#### RECORD SET ####

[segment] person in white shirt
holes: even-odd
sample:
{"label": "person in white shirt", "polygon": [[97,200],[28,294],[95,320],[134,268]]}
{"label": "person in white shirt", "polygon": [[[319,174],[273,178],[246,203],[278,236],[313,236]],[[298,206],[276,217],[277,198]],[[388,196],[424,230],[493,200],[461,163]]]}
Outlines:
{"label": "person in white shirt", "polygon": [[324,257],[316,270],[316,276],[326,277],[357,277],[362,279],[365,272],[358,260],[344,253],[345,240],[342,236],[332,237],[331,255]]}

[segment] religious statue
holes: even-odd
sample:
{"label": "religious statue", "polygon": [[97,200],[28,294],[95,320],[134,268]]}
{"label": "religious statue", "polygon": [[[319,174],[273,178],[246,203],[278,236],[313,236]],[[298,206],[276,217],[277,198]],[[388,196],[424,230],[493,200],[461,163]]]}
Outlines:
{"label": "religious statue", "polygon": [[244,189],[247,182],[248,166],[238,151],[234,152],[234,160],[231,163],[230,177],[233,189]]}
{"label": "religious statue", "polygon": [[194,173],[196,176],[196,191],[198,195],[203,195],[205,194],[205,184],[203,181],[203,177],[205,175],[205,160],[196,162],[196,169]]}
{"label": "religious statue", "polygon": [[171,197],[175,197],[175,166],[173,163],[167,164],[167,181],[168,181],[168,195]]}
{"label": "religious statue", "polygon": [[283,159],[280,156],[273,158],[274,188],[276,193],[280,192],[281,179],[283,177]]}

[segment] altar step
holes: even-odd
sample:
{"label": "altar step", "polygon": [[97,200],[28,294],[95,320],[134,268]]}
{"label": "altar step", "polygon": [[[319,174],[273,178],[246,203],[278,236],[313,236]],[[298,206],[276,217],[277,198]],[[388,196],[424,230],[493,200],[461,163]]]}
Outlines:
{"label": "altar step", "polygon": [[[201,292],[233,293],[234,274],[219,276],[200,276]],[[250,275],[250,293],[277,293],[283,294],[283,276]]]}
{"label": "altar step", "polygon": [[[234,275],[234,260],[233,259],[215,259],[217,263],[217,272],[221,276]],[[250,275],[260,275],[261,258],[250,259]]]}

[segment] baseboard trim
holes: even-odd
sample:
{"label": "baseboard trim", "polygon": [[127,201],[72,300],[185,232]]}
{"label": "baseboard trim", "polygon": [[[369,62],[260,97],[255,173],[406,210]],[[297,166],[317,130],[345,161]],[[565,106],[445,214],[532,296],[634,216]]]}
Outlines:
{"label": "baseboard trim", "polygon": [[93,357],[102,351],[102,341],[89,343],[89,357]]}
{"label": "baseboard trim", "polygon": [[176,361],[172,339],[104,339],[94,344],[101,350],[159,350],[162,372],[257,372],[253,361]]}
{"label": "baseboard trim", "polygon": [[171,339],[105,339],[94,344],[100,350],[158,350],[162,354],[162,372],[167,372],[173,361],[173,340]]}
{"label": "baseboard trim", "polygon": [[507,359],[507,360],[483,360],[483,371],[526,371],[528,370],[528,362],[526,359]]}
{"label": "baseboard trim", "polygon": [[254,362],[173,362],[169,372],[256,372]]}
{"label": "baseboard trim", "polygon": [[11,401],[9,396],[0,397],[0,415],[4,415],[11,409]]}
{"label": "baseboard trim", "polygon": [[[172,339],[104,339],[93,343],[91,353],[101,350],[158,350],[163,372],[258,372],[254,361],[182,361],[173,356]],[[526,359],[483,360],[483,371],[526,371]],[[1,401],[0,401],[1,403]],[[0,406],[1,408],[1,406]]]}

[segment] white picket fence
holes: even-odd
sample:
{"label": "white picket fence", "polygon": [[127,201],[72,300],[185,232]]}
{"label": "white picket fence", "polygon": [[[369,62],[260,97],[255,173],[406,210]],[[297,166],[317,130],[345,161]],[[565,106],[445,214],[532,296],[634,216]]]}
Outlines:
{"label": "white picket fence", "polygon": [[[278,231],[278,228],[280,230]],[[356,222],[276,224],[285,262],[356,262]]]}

####

# WHAT TO WORK ON
The entries above must be output exactly, with every line preserved.

# EXERCISE OUTPUT
[segment] person in white shirt
holes: even-odd
sample:
{"label": "person in white shirt", "polygon": [[97,200],[28,294],[95,320],[134,268]]}
{"label": "person in white shirt", "polygon": [[[319,174],[273,178],[246,203],[278,236],[313,236]],[[298,206],[276,217],[277,198]],[[388,196],[424,230],[493,200],[461,163]]]}
Outlines:
{"label": "person in white shirt", "polygon": [[324,257],[316,270],[316,276],[326,277],[357,277],[362,279],[365,272],[358,260],[344,253],[345,240],[342,236],[332,237],[331,255]]}

[segment] religious statue
holes: even-odd
sample:
{"label": "religious statue", "polygon": [[97,200],[28,294],[95,320],[134,268]]}
{"label": "religious statue", "polygon": [[[319,174],[273,178],[246,203],[278,236],[313,236]],[[298,206],[276,217],[277,198]],[[388,196],[424,230],[493,200],[461,163]]]}
Outlines:
{"label": "religious statue", "polygon": [[244,189],[247,182],[248,166],[238,151],[234,152],[234,160],[231,163],[230,177],[233,189]]}
{"label": "religious statue", "polygon": [[194,173],[196,176],[196,191],[198,195],[203,195],[205,194],[205,184],[203,181],[203,177],[205,175],[205,160],[196,162],[196,169]]}
{"label": "religious statue", "polygon": [[171,197],[175,197],[175,166],[173,163],[167,164],[167,181],[168,181],[168,195]]}
{"label": "religious statue", "polygon": [[283,159],[280,156],[273,158],[274,188],[276,193],[280,192],[281,179],[283,177]]}

[segment] altar step
holes: even-odd
sample:
{"label": "altar step", "polygon": [[97,200],[28,294],[95,320],[134,268]]}
{"label": "altar step", "polygon": [[[319,174],[273,178],[246,203],[278,236],[313,236]],[[298,206],[276,217],[277,198]],[[388,196],[424,230],[493,200],[461,163]]]}
Outlines:
{"label": "altar step", "polygon": [[[201,292],[233,293],[234,274],[219,276],[200,276]],[[250,275],[250,293],[277,293],[283,294],[283,276]]]}
{"label": "altar step", "polygon": [[[234,275],[234,260],[233,259],[215,259],[217,263],[217,272],[221,276]],[[250,275],[260,275],[261,258],[250,259]]]}

[segment] baseboard trim
holes: even-odd
sample:
{"label": "baseboard trim", "polygon": [[127,201],[72,300],[185,232]]}
{"label": "baseboard trim", "polygon": [[[369,62],[260,97],[255,173],[406,210]],[[297,166],[317,130],[345,161]],[[565,106],[445,214],[532,296],[634,216]]]}
Outlines:
{"label": "baseboard trim", "polygon": [[93,357],[102,351],[102,341],[89,343],[89,357]]}
{"label": "baseboard trim", "polygon": [[176,361],[172,339],[104,339],[94,344],[101,350],[159,350],[162,372],[257,372],[253,361]]}
{"label": "baseboard trim", "polygon": [[171,339],[105,339],[94,344],[100,350],[158,350],[162,354],[162,372],[167,372],[173,361],[173,340]]}
{"label": "baseboard trim", "polygon": [[507,359],[507,360],[483,360],[483,371],[526,371],[528,370],[528,362],[526,359]]}
{"label": "baseboard trim", "polygon": [[254,362],[173,362],[169,372],[256,372]]}
{"label": "baseboard trim", "polygon": [[11,401],[9,396],[0,397],[0,415],[4,415],[11,409]]}
{"label": "baseboard trim", "polygon": [[[172,339],[104,339],[93,343],[91,353],[101,350],[158,350],[163,372],[258,372],[254,361],[182,361],[173,356]],[[526,359],[483,360],[483,371],[526,371]],[[1,401],[0,401],[1,403]],[[0,406],[1,408],[1,406]]]}

[segment] white picket fence
holes: even-odd
sample:
{"label": "white picket fence", "polygon": [[127,201],[72,300],[185,232]]}
{"label": "white picket fence", "polygon": [[[369,62],[260,97],[255,173],[406,210]],[[297,166],[317,130],[345,161]],[[565,106],[445,214],[532,296],[634,216]]]}
Outlines:
{"label": "white picket fence", "polygon": [[[278,231],[278,228],[280,230]],[[356,222],[276,224],[285,262],[356,262]]]}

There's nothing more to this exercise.